# PROVIDED TEXT:
Which do you feel is more important?

I feel like the answer should be obvious - playing. I tend to see a lot of guitarists more consumed with gear though than they are with their own playing. It doesn't make much sense to me to have amazing gear if you're only going to use it to play a few chords. Thoughts?


----------



## bigboki (Apr 16, 2015)

"Musician" vs "Collector". Great topic. Thank you for opening this discussion.


----------



## mhammer (Nov 30, 2007)

I spendfar more time building, modding, or servicing/repairing gear than I spend playing. Indeed, I would say that most of the time that I do spend playing is simply to test out something I made, modded or fixed, to either make sure it does what was intended, or simply learn what it can do. For me - and it may well be pretty unique to me - the pleasure of playing comes in that confirmation.

Once I retire, though, I'm hoping to hook up with a casual band of similar old farts and get back to playing for pleasure.


----------



## Alex (Feb 11, 2006)

Playing.

"doesn't make much sense to me to have amazing gear if you're only going to use it to play a few chords"

A co-worker friend of mine knew only a couple chords and he came to jam with a brand new McCarty Rosewood PRS that he had just purchased at the 12th Fret. Not that he had to, but he rationalized to me that he rarely buys things for himself and the fact that he wanted to learn guitar, he wanted something really good. It made total sense to me.


----------



## jbealsmusic (Feb 12, 2014)

BigMoney said:


> Which do you feel is more important?
> 
> I feel like the answer should be obvious - playing. I tend to see a lot of guitarists more consumed with gear though than they are with their own playing. It doesn't make much sense to me to have amazing gear if you're only going to use it to play a few chords. Thoughts?


I know folks that supe up their cars but can't drive worth a damn. Some people spend thousands to put together super powered gaming computers who are complete "noobs". I know golfers who spend many thousands on clubs and training tools, but they still suck.

I say it depends on what gets you the most enjoyment out of the hobby. I can think of 3 main categories of musicians I've interacted with:
1) People who focus on their ability as a musician and don't care much about how their gear works, as long as it is reliable and sounds decent.
2) People who love gear as much as playing. So they get about as much enjoyment out of experimenting with their gear/setup as they get from playing.
3) People who love the gear/tone hunt more than they enjoy playing. They get way more excitement out of playing random notes/chords through a certain piece of equipment than they do playing actual music.

If you're trying to make a serious go of being a full-time musician, I'd definitely agree that you should be in one of the first two categories. Otherwise, whatever floats your boat.


----------



## cboutilier (Jan 12, 2016)

# EXERCISE A:
Reproduce the records verbatim, starting at the line that contains "For every instance of the poster" and continuing through the end of the records, with both ends included.

# EXCERPTED RECORDS:

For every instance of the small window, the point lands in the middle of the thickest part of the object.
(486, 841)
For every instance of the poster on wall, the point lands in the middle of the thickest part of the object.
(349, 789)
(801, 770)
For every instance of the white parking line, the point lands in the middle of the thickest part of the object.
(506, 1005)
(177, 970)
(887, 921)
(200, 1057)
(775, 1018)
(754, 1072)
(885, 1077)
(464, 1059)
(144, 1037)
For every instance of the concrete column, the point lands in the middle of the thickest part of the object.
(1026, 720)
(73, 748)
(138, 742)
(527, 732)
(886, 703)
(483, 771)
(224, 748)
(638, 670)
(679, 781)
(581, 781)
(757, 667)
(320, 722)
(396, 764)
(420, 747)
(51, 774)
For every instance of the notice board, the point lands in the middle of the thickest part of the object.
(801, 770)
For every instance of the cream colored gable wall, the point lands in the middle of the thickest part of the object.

# EXERCISE B:
Answer these questions from the thread on gear versus playing:
(i) What guitar did Alex's co-worker bring to the jam, and where had he bought it?
(ii) What does mhammer hope to do once he retires?
(iii) According to jbealsmusic, which categories should someone aiming to be a full-time musician fall into?

# CORRECT RESULT A:
For every instance of the poster on wall, the point lands in the middle of the thickest part of the object.
(349, 789)
(801, 770)
For every instance of the white parking line, the point lands in the middle of the thickest part of the object.
(506, 1005)
(177, 970)
(887, 921)
(200, 1057)
(775, 1018)
(754, 1072)
(885, 1077)
(464, 1059)
(144, 1037)
For every instance of the concrete column, the point lands in the middle of the thickest part of the object.
(1026, 720)
(73, 748)
(138, 742)
(527, 732)
(886, 703)
(483, 771)
(224, 748)
(638, 670)
(679, 781)
(581, 781)
(757, 667)
(320, 722)
(396, 764)
(420, 747)
(51, 774)
For every instance of the notice board, the point lands in the middle of the thickest part of the object.
(801, 770)
For every instance of the cream colored gable wall, the point lands in the middle of the thickest part of the object.

# CORRECT RESULT B:
(i) A brand new McCarty Rosewood PRS, bought at the 12th Fret.
(ii) Join a casual band of similar old farts and get back to playing for pleasure.
(iii) One of the first two categories.